• _Challenge_:
Rescale the lines from the one containing "Please trace the outline of every instance of the **wooden" through the end of the items, and write out only those lines again, requests included. Multiply every pixel coordinate in the answers by 0.45 and round to the nearest whole number, with halves rounded up.

• _Records_:
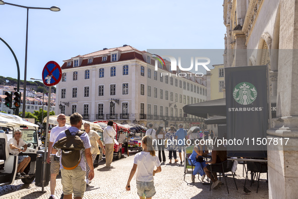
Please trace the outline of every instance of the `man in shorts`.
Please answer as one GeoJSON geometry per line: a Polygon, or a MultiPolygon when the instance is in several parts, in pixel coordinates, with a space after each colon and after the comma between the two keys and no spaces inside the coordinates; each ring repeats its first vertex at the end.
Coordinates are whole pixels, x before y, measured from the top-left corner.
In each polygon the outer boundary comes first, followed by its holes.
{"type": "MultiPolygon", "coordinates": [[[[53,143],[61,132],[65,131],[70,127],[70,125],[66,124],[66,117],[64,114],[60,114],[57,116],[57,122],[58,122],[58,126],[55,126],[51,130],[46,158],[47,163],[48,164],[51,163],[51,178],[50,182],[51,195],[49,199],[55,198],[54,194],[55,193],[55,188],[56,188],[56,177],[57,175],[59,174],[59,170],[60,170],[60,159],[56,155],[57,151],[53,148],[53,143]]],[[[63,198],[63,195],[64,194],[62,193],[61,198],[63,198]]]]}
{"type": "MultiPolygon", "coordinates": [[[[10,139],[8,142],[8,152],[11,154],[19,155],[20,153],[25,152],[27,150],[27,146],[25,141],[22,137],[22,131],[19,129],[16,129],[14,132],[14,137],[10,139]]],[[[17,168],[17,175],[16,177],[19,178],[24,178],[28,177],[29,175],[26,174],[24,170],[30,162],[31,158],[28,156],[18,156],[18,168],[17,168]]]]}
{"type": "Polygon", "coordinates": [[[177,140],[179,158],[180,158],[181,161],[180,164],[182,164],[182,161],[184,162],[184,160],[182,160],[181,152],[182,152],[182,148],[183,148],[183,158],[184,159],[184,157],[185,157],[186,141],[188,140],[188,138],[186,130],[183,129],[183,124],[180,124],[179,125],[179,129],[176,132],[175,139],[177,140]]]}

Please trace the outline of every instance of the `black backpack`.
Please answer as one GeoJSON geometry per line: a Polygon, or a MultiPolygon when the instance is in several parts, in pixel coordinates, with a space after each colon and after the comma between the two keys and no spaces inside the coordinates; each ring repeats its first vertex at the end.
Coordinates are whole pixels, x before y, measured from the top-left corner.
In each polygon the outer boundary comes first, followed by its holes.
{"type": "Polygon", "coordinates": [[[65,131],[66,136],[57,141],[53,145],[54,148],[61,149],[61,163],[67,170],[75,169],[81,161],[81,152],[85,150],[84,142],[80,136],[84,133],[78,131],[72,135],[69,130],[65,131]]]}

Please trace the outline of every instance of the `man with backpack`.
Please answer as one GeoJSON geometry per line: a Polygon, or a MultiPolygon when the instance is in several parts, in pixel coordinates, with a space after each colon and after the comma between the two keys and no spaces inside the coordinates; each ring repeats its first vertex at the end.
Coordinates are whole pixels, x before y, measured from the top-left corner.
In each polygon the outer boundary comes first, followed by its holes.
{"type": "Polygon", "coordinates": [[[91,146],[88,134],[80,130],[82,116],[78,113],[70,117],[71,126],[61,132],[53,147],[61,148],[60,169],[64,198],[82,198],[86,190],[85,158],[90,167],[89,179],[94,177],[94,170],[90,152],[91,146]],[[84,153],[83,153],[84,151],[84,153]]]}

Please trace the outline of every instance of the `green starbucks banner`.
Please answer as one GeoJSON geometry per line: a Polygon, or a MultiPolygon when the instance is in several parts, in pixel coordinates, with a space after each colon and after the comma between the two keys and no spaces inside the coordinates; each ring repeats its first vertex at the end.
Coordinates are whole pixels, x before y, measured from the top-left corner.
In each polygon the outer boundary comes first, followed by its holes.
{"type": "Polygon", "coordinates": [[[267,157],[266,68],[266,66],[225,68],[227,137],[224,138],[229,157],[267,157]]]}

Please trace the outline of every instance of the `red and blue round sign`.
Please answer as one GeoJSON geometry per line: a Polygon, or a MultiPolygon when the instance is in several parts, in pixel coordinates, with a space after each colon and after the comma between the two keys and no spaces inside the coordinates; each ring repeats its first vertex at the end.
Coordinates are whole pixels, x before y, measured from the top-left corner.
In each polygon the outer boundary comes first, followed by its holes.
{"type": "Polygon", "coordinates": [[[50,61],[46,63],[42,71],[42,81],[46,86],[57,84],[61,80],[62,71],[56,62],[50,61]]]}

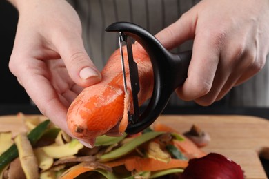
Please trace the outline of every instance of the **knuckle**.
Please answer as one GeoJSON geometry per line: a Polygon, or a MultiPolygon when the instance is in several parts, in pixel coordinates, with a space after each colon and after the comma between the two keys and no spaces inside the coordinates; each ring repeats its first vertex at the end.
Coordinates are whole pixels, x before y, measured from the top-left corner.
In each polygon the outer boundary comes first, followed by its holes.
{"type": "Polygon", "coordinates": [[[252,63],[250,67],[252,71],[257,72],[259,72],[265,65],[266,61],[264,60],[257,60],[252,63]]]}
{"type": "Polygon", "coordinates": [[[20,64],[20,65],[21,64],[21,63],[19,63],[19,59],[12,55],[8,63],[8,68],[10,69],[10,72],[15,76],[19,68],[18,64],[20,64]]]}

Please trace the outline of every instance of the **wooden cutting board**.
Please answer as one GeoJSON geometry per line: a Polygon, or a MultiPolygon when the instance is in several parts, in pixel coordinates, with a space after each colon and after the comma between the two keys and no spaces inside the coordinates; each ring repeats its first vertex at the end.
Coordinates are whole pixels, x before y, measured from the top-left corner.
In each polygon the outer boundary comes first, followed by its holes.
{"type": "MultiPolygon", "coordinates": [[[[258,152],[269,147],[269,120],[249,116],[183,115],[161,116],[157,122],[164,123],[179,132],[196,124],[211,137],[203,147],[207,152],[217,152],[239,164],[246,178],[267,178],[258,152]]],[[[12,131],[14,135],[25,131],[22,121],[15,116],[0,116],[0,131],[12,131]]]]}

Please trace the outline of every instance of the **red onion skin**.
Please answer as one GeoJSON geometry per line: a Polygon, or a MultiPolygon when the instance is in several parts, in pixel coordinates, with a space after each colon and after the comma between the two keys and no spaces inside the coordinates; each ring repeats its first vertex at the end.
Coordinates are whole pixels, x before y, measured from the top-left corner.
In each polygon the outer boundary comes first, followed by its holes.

• _Reply_:
Please trace the outline of every instance of the **wooden cutting board**.
Please answer as one GeoJSON geometry per line: a Polygon, or a MultiPolygon when the instance is in several parts, in pixel coordinates, with a space after each colon and after the comma between the two keys and no spaces inside the coordinates; each ring repeats its first vertex at the end.
Coordinates are whole pixels, x before y, measured from the top-left corner.
In each polygon the outer boundary comes first, followed by its holes.
{"type": "MultiPolygon", "coordinates": [[[[116,68],[121,66],[121,54],[112,52],[82,52],[72,52],[71,55],[74,55],[81,59],[88,56],[95,62],[91,66],[93,68],[98,68],[108,74],[111,80],[120,80],[116,68]]],[[[5,59],[6,61],[11,59],[10,54],[7,52],[0,52],[0,59],[5,59]]]]}

Please trace the outline of every instance of the **red onion skin**.
Please answer as one GeoJSON geometry per line: a Polygon, or a MultiPolygon when the instance is in several parts, in pixel coordinates, with a space after each colon and after the comma between the two keys and no spaces inside the coordinates; each ring repeats its first vertex at the end.
Coordinates are whole pixels, x before y, measured from the top-left corner.
In each polygon the outer boundary comes first, followed by its holes.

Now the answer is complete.